• **OBJECTIVE**:
Make an exact copy of all the data.

============================================================

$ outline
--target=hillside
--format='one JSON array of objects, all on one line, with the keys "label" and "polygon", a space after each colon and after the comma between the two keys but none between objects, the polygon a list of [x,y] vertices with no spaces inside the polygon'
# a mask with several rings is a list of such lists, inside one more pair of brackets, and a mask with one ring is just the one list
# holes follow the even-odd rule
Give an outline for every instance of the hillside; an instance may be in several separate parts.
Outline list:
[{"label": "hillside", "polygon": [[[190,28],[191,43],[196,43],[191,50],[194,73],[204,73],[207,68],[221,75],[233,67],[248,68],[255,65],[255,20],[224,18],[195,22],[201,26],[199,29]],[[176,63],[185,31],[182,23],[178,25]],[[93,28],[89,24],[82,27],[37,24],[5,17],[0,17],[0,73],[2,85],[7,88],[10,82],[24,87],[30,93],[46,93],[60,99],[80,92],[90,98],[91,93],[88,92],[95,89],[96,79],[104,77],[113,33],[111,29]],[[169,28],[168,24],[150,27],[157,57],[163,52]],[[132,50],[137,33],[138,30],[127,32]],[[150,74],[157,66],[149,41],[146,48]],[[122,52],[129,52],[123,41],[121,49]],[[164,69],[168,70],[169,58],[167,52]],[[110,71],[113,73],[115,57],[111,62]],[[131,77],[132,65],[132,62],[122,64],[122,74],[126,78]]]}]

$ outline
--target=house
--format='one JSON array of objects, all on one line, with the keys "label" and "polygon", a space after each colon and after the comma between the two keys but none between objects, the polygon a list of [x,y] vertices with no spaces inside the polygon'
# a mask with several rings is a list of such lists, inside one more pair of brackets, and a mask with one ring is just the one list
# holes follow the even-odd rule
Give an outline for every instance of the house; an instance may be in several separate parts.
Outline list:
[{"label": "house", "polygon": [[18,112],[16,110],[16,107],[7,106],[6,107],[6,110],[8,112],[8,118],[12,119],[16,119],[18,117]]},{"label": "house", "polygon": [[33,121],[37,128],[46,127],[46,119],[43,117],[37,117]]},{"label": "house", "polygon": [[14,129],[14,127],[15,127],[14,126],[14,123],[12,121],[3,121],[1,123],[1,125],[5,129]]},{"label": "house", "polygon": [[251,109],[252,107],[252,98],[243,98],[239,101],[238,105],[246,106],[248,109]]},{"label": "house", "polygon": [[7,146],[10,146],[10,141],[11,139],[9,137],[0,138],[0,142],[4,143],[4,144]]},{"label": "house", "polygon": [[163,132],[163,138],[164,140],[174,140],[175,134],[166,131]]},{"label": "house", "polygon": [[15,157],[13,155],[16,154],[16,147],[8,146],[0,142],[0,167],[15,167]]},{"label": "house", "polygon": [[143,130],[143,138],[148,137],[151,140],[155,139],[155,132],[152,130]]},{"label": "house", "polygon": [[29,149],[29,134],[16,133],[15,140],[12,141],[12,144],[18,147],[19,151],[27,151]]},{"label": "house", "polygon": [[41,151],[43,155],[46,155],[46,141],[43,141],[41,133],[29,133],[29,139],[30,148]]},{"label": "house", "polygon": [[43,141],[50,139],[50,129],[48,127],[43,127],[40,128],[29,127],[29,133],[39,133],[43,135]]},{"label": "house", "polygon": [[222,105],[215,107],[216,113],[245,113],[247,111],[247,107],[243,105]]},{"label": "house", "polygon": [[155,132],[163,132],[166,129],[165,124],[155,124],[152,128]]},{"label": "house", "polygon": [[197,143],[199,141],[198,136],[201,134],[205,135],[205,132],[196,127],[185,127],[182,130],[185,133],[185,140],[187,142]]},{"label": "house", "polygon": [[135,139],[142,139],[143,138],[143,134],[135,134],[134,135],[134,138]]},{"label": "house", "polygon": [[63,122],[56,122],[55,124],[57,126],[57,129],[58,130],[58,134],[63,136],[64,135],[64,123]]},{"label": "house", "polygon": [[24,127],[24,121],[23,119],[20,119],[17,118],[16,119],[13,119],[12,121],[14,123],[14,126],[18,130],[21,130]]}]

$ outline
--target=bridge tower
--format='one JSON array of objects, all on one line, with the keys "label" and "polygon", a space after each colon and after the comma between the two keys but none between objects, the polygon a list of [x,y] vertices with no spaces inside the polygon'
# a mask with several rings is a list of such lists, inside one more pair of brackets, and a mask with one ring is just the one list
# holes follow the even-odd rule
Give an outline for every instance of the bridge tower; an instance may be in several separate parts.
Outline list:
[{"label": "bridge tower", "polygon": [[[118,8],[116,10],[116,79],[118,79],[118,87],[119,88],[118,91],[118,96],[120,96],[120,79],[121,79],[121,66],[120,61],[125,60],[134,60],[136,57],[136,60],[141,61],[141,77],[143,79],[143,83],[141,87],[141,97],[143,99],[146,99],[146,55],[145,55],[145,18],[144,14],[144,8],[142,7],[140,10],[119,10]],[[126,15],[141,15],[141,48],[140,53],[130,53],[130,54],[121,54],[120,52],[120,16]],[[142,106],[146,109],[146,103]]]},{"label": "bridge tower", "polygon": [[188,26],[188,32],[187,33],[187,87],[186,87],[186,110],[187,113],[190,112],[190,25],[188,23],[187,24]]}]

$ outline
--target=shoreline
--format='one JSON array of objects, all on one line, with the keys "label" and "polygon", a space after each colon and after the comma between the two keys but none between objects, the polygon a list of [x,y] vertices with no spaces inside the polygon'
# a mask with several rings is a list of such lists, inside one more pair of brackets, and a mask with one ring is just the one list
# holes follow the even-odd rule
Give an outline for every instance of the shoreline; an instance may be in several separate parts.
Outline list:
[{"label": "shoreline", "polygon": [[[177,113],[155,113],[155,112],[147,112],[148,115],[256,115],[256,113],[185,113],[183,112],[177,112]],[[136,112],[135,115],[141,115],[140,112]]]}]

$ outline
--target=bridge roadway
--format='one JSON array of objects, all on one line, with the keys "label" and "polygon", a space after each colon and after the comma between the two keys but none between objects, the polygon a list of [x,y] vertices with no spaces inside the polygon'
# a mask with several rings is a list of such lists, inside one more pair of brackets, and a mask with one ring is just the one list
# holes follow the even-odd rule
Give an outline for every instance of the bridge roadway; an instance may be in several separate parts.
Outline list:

============================================================

• **THE RESPONSE**:
$ outline
--target=hillside
--format='one JSON array of objects, all on one line, with the keys "label" and "polygon", a space after each colon and after the comma between the two keys but none between objects, the polygon a list of [x,y] vertices with no spaces inside the polygon'
# a mask with several rings is a list of such lists, inside one more pair of brackets, and a mask with one ring is just the one list
# holes follow the even-odd rule
Give an outline for every instance of the hillside; an instance may be in several separate parts.
Outline list:
[{"label": "hillside", "polygon": [[[190,28],[191,43],[196,43],[191,50],[194,73],[204,73],[207,68],[221,75],[233,67],[248,68],[255,65],[255,20],[224,18],[195,22],[201,26],[199,29]],[[176,63],[185,31],[182,23],[178,25]],[[93,28],[89,24],[82,27],[37,24],[5,17],[0,17],[0,73],[2,85],[7,88],[10,82],[24,87],[30,93],[46,93],[60,99],[80,92],[90,98],[91,93],[88,92],[95,89],[96,79],[104,77],[113,33],[111,29]],[[169,28],[168,24],[150,27],[157,57],[163,52]],[[132,50],[137,33],[138,30],[127,32]],[[150,74],[157,66],[149,41],[146,48]],[[122,52],[129,52],[123,41],[121,49]],[[164,69],[168,70],[169,58],[167,52]],[[110,71],[113,73],[115,57],[111,62]],[[131,77],[132,65],[132,62],[122,64],[122,74],[126,78]]]}]

$ outline
--target=house
--format='one JSON array of objects, all on one line, with the keys "label" and "polygon", a space after each colon and after the comma between the two keys but none between objects, the polygon a list of [x,y] vertices with no spaces inside the polygon'
# a mask with several rings is a list of such lists, inside one more pair of brackets, and a mask with one ring is just the one list
# holes follow the even-odd rule
Give an outline for every instance of the house; an instance may be in several separate parts.
Outline list:
[{"label": "house", "polygon": [[18,112],[16,110],[16,107],[7,106],[6,107],[6,110],[8,112],[8,118],[12,119],[16,119],[18,117]]},{"label": "house", "polygon": [[33,121],[37,128],[46,127],[46,119],[43,117],[37,117]]},{"label": "house", "polygon": [[14,129],[14,127],[15,127],[14,126],[14,123],[12,121],[3,121],[1,123],[1,125],[5,129]]},{"label": "house", "polygon": [[251,109],[252,107],[252,98],[243,98],[239,101],[238,105],[246,106],[248,109]]},{"label": "house", "polygon": [[7,146],[10,146],[10,141],[11,139],[9,137],[0,138],[0,142],[4,143],[4,144]]},{"label": "house", "polygon": [[163,132],[163,138],[164,140],[174,140],[175,134],[166,131]]},{"label": "house", "polygon": [[15,157],[13,155],[16,154],[16,147],[8,146],[0,142],[0,167],[15,167]]},{"label": "house", "polygon": [[143,130],[143,138],[148,137],[151,140],[155,139],[155,132],[152,130]]},{"label": "house", "polygon": [[29,149],[29,134],[16,133],[15,140],[12,141],[12,144],[18,147],[19,151],[27,151]]},{"label": "house", "polygon": [[41,151],[43,155],[46,155],[46,141],[43,141],[41,133],[29,133],[29,139],[30,148]]},{"label": "house", "polygon": [[43,141],[50,139],[50,129],[48,127],[43,127],[40,128],[29,127],[29,133],[39,133],[43,135]]},{"label": "house", "polygon": [[222,105],[215,107],[216,113],[245,113],[247,111],[247,107],[243,105]]},{"label": "house", "polygon": [[155,132],[163,132],[166,129],[165,124],[155,124],[152,128]]},{"label": "house", "polygon": [[197,143],[199,141],[198,136],[201,134],[205,135],[205,132],[196,127],[185,127],[182,130],[185,133],[185,140],[187,142]]},{"label": "house", "polygon": [[135,139],[142,139],[143,138],[143,134],[135,134],[134,135],[134,138]]},{"label": "house", "polygon": [[63,122],[56,122],[55,124],[57,126],[57,129],[58,130],[58,134],[63,136],[64,135],[64,123]]},{"label": "house", "polygon": [[24,127],[24,121],[23,119],[20,119],[17,118],[16,119],[13,119],[12,121],[14,123],[14,126],[18,130],[21,130]]}]

$ outline
--target=bridge tower
--format='one JSON array of objects, all on one line, with the keys "label" and "polygon", a space after each colon and after the comma between the two keys but none between objects, the polygon a list of [x,y] vertices with no spaces inside the polygon'
# a mask with several rings is a list of such lists, inside one more pair of brackets, and a mask with one ring is just the one list
# holes follow the even-odd rule
Give an outline for every instance of the bridge tower; an instance may be in several separate parts.
Outline list:
[{"label": "bridge tower", "polygon": [[[118,8],[116,10],[116,79],[118,79],[118,87],[119,88],[118,91],[118,96],[120,96],[120,79],[121,79],[121,66],[120,61],[125,60],[134,60],[136,57],[136,60],[141,61],[141,77],[143,79],[143,83],[141,87],[141,97],[143,99],[146,99],[146,55],[145,55],[145,18],[144,14],[144,8],[142,7],[140,10],[119,10]],[[126,15],[141,15],[141,48],[140,53],[130,53],[130,54],[121,54],[120,52],[120,16]],[[142,106],[146,109],[146,103]]]},{"label": "bridge tower", "polygon": [[188,26],[188,32],[187,33],[187,87],[186,87],[186,110],[187,113],[190,112],[190,25],[188,23],[187,24]]}]

$ outline
--target=shoreline
--format='one JSON array of objects, all on one line, with the keys "label" and "polygon", a space after each colon and after the comma between the two keys but none between objects, the polygon a list of [x,y] vertices with no spaces inside the polygon'
# a mask with several rings is a list of such lists, inside one more pair of brackets, and a mask with one ring is just the one list
# holes follow the even-odd rule
Give an outline for every instance of the shoreline; an instance may be in several separate parts.
Outline list:
[{"label": "shoreline", "polygon": [[[177,113],[155,113],[155,112],[147,112],[148,115],[256,115],[256,113],[185,113],[183,112],[177,112]],[[136,112],[135,115],[141,115],[140,112]]]}]

$ outline
--target=bridge roadway
--format='one JSON array of objects, all on one line, with the keys "label" and "polygon", a space after each colon and after the comma between the two keys but none between objects, the polygon a list of [x,y] vertices with no spaces inside the polygon'
# a mask with several rings is a list of such lists, inside one more pair of brackets, and a mask with one ring is just the one list
# holes follow the even-odd rule
Give an outline for every instance of the bridge roadway; an instance may be in several separate parts.
Outline list:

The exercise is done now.